[[ RECORD EXCERPTS open ]]

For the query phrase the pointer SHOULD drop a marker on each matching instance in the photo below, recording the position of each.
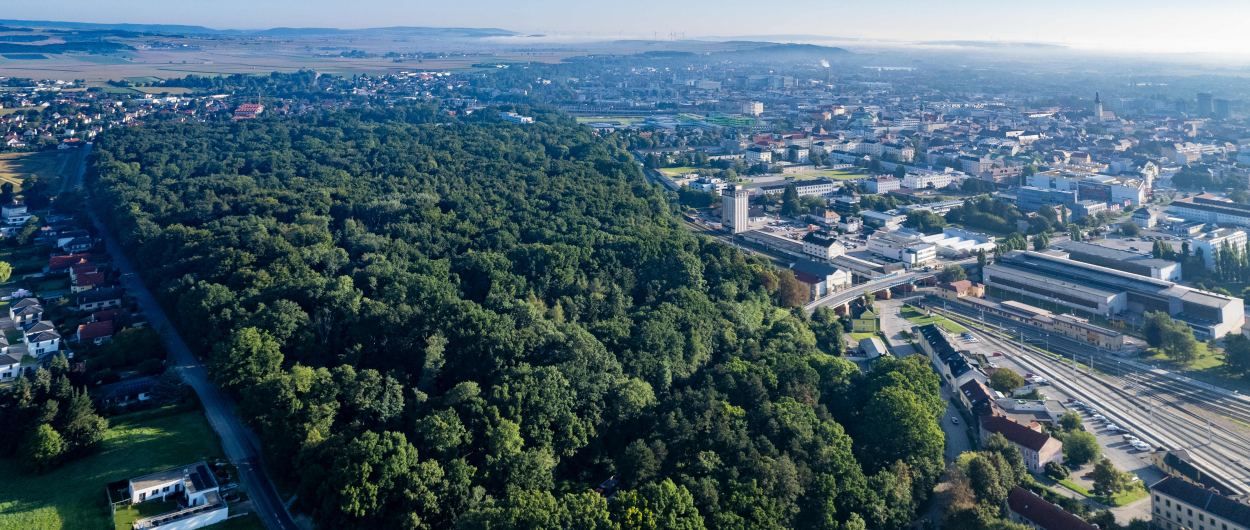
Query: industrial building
(1031, 199)
(1178, 504)
(1211, 209)
(1210, 244)
(908, 249)
(1110, 293)
(1093, 186)
(959, 243)
(820, 279)
(1123, 260)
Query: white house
(10, 366)
(193, 488)
(41, 339)
(25, 311)
(758, 155)
(823, 246)
(15, 214)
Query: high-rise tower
(734, 211)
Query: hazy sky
(1130, 25)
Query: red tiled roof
(63, 263)
(1044, 514)
(95, 330)
(1015, 433)
(89, 279)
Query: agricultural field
(73, 496)
(621, 120)
(48, 165)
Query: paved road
(239, 443)
(958, 440)
(1155, 416)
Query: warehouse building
(1211, 209)
(1123, 260)
(1180, 505)
(1110, 293)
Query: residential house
(76, 244)
(1029, 509)
(63, 264)
(979, 399)
(25, 313)
(1038, 448)
(98, 299)
(41, 339)
(1178, 504)
(193, 488)
(95, 333)
(15, 214)
(823, 246)
(86, 281)
(10, 365)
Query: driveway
(239, 443)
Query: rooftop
(1043, 513)
(1015, 433)
(1210, 501)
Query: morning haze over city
(838, 265)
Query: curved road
(239, 443)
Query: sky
(1213, 26)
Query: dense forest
(455, 323)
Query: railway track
(1220, 453)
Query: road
(239, 443)
(1151, 413)
(1213, 403)
(855, 291)
(958, 440)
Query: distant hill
(753, 50)
(166, 29)
(996, 44)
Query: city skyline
(1204, 26)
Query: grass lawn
(73, 496)
(249, 521)
(676, 171)
(1076, 488)
(859, 336)
(623, 120)
(16, 166)
(1208, 368)
(125, 518)
(918, 318)
(1125, 498)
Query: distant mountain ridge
(275, 31)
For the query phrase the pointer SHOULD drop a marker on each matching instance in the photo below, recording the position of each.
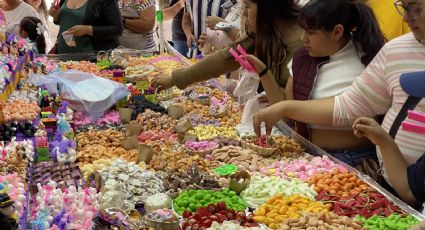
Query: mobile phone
(224, 26)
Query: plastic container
(69, 39)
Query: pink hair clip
(412, 127)
(242, 58)
(416, 116)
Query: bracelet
(263, 72)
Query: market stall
(90, 145)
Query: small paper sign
(226, 169)
(142, 85)
(43, 154)
(151, 98)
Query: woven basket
(263, 151)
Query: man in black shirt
(410, 185)
(175, 12)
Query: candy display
(262, 189)
(158, 201)
(244, 159)
(391, 222)
(205, 216)
(154, 136)
(155, 121)
(280, 208)
(263, 146)
(193, 178)
(64, 175)
(163, 219)
(12, 185)
(140, 104)
(69, 207)
(181, 162)
(175, 159)
(193, 199)
(301, 168)
(231, 226)
(20, 111)
(339, 183)
(108, 118)
(104, 144)
(212, 132)
(365, 204)
(138, 184)
(321, 221)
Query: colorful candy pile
(302, 168)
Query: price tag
(151, 98)
(43, 154)
(142, 85)
(226, 169)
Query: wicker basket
(263, 151)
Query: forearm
(319, 112)
(274, 92)
(211, 66)
(233, 34)
(396, 169)
(171, 12)
(139, 25)
(187, 24)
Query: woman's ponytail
(366, 33)
(35, 30)
(357, 18)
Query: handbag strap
(410, 104)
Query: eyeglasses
(413, 11)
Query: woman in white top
(340, 38)
(222, 32)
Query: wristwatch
(263, 72)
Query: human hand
(54, 10)
(420, 226)
(202, 40)
(162, 82)
(211, 21)
(181, 4)
(369, 128)
(190, 40)
(258, 64)
(79, 30)
(270, 116)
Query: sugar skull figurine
(7, 213)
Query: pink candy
(302, 168)
(150, 136)
(111, 117)
(201, 145)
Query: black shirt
(416, 178)
(177, 29)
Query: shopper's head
(264, 19)
(413, 12)
(31, 28)
(329, 24)
(39, 5)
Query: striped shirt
(378, 91)
(199, 9)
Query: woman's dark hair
(269, 46)
(42, 10)
(355, 16)
(30, 25)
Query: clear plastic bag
(86, 92)
(246, 90)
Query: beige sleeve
(212, 66)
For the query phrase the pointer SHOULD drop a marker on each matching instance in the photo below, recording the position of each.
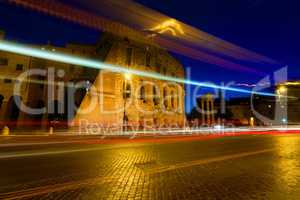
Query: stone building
(80, 94)
(288, 102)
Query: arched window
(142, 93)
(148, 59)
(166, 98)
(129, 56)
(13, 108)
(155, 96)
(173, 99)
(127, 90)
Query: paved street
(241, 167)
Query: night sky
(268, 27)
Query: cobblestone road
(245, 167)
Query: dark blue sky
(268, 27)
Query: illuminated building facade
(288, 99)
(91, 95)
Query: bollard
(51, 131)
(5, 131)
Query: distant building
(110, 91)
(288, 98)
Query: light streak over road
(75, 60)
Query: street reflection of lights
(282, 89)
(75, 60)
(287, 168)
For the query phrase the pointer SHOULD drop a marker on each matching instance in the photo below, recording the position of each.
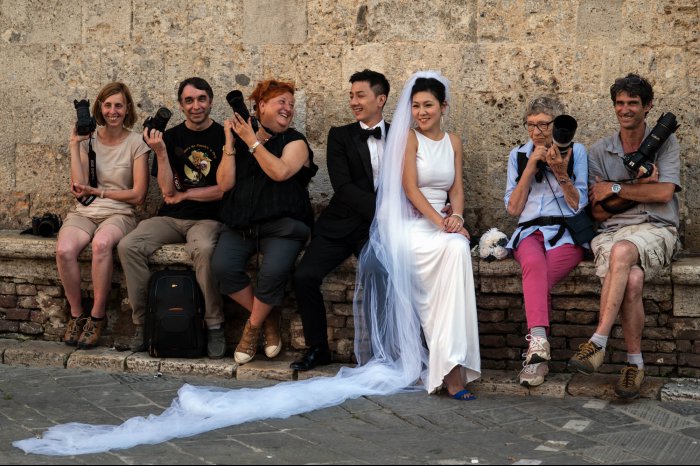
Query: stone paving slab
(262, 368)
(142, 363)
(103, 359)
(558, 385)
(603, 386)
(681, 389)
(221, 368)
(5, 344)
(413, 428)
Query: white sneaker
(538, 351)
(533, 375)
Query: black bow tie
(376, 132)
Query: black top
(257, 198)
(203, 150)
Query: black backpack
(175, 326)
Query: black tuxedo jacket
(350, 169)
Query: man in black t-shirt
(185, 163)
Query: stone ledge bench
(32, 306)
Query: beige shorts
(655, 245)
(89, 225)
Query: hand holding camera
(154, 127)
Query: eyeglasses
(541, 126)
(630, 80)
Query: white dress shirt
(376, 150)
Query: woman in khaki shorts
(122, 181)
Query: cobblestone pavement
(401, 429)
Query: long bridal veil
(388, 343)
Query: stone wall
(32, 306)
(497, 54)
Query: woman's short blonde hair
(544, 104)
(108, 91)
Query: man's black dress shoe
(315, 356)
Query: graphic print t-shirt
(203, 151)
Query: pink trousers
(542, 270)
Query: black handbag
(581, 227)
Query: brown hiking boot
(272, 341)
(74, 329)
(245, 351)
(92, 333)
(588, 359)
(630, 382)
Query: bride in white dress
(444, 287)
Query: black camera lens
(641, 161)
(563, 132)
(237, 103)
(86, 123)
(159, 121)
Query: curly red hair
(269, 89)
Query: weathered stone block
(38, 353)
(8, 326)
(27, 302)
(31, 328)
(8, 301)
(224, 368)
(262, 18)
(26, 290)
(686, 300)
(142, 363)
(491, 316)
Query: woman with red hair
(266, 169)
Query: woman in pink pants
(544, 185)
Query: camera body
(159, 121)
(642, 160)
(237, 103)
(86, 123)
(563, 132)
(47, 225)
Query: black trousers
(322, 255)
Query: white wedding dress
(444, 294)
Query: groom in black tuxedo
(354, 154)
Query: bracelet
(252, 148)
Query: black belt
(543, 222)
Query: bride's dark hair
(431, 85)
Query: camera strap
(92, 174)
(523, 160)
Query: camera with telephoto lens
(641, 161)
(47, 225)
(237, 103)
(86, 123)
(563, 132)
(159, 121)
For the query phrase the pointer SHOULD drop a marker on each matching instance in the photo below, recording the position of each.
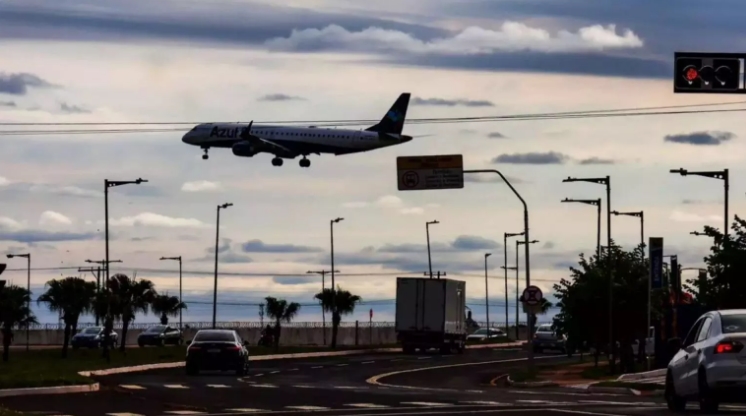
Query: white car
(710, 365)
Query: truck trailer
(430, 313)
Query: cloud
(533, 158)
(680, 216)
(257, 246)
(701, 138)
(200, 186)
(280, 97)
(54, 218)
(19, 83)
(512, 37)
(73, 109)
(442, 102)
(149, 219)
(293, 280)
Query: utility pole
(323, 287)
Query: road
(336, 386)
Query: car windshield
(156, 329)
(734, 323)
(215, 336)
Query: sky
(240, 60)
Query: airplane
(287, 142)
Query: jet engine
(244, 149)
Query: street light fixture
(215, 282)
(718, 174)
(27, 256)
(427, 232)
(179, 260)
(110, 184)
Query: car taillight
(725, 347)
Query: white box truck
(430, 313)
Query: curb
(32, 391)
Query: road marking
(367, 405)
(132, 386)
(307, 407)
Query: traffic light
(714, 73)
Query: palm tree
(14, 311)
(71, 297)
(345, 304)
(280, 310)
(165, 306)
(133, 297)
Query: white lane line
(131, 387)
(307, 407)
(367, 405)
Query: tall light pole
(427, 232)
(179, 260)
(27, 256)
(323, 287)
(334, 289)
(597, 203)
(110, 184)
(718, 174)
(505, 267)
(215, 283)
(486, 294)
(607, 182)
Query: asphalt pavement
(360, 385)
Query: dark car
(92, 337)
(160, 335)
(217, 350)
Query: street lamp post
(27, 256)
(110, 184)
(215, 282)
(597, 203)
(427, 232)
(178, 258)
(334, 289)
(607, 182)
(641, 216)
(486, 294)
(718, 174)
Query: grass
(44, 368)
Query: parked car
(217, 350)
(710, 364)
(92, 337)
(485, 334)
(160, 335)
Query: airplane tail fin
(393, 121)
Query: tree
(133, 297)
(165, 306)
(14, 312)
(70, 297)
(345, 304)
(725, 286)
(281, 311)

[[ RECORD EXCERPTS closed ]]

YOUR INSTRUCTIONS
Leave every picture out and set down exactly the lines running from the one with "Query: black trousers" to the last line of the material above.

TASK SOLUTION
Query: black trousers
(322, 255)
Query: white wedding dress
(444, 294)
Query: groom in black tuxedo
(354, 154)
Query: bracelet
(252, 148)
Query: black belt
(543, 222)
Query: bride's dark hair
(431, 85)
Query: camera strap
(92, 174)
(523, 160)
Query: camera with telephoto lens
(641, 161)
(47, 225)
(237, 103)
(86, 123)
(563, 132)
(159, 121)
For the query phrase the pointer SHOULD drop a marker on each matching instance in the photo below, recording the position of each.
Query: white car
(710, 365)
Query: truck trailer
(430, 313)
Query: cloud
(533, 158)
(680, 216)
(257, 246)
(701, 138)
(200, 186)
(280, 97)
(54, 218)
(19, 83)
(512, 37)
(73, 109)
(442, 102)
(149, 219)
(293, 280)
Query: utility pole
(323, 287)
Query: road
(336, 386)
Query: car windshield
(156, 329)
(734, 323)
(215, 336)
Query: sky
(240, 60)
Query: airplane
(287, 142)
Query: jet engine
(244, 149)
Query: street light fixture
(215, 282)
(718, 174)
(27, 256)
(427, 232)
(179, 260)
(110, 184)
Query: car taillight
(725, 347)
Query: white box truck
(430, 313)
Query: curb
(32, 391)
Query: road marking
(367, 405)
(132, 386)
(307, 407)
Query: traffic light
(714, 73)
Query: palm tree
(14, 311)
(71, 297)
(345, 304)
(280, 310)
(165, 306)
(133, 297)
Query: white lane line
(131, 387)
(307, 407)
(367, 405)
Query: tall light pole
(427, 232)
(179, 260)
(27, 256)
(323, 287)
(334, 289)
(597, 203)
(110, 184)
(718, 174)
(505, 267)
(215, 283)
(486, 294)
(607, 182)
Query: asphalt pavement
(360, 385)
Query: dark car
(92, 337)
(160, 335)
(217, 350)
Query: street lamp post
(27, 256)
(110, 184)
(215, 282)
(597, 203)
(427, 232)
(178, 258)
(334, 289)
(607, 182)
(641, 216)
(486, 294)
(718, 174)
Query: grass
(44, 368)
Query: parked car
(217, 350)
(710, 364)
(92, 337)
(485, 334)
(160, 335)
Query: airplane tail fin
(393, 121)
Query: tree
(133, 297)
(165, 306)
(14, 312)
(70, 297)
(345, 304)
(725, 286)
(281, 311)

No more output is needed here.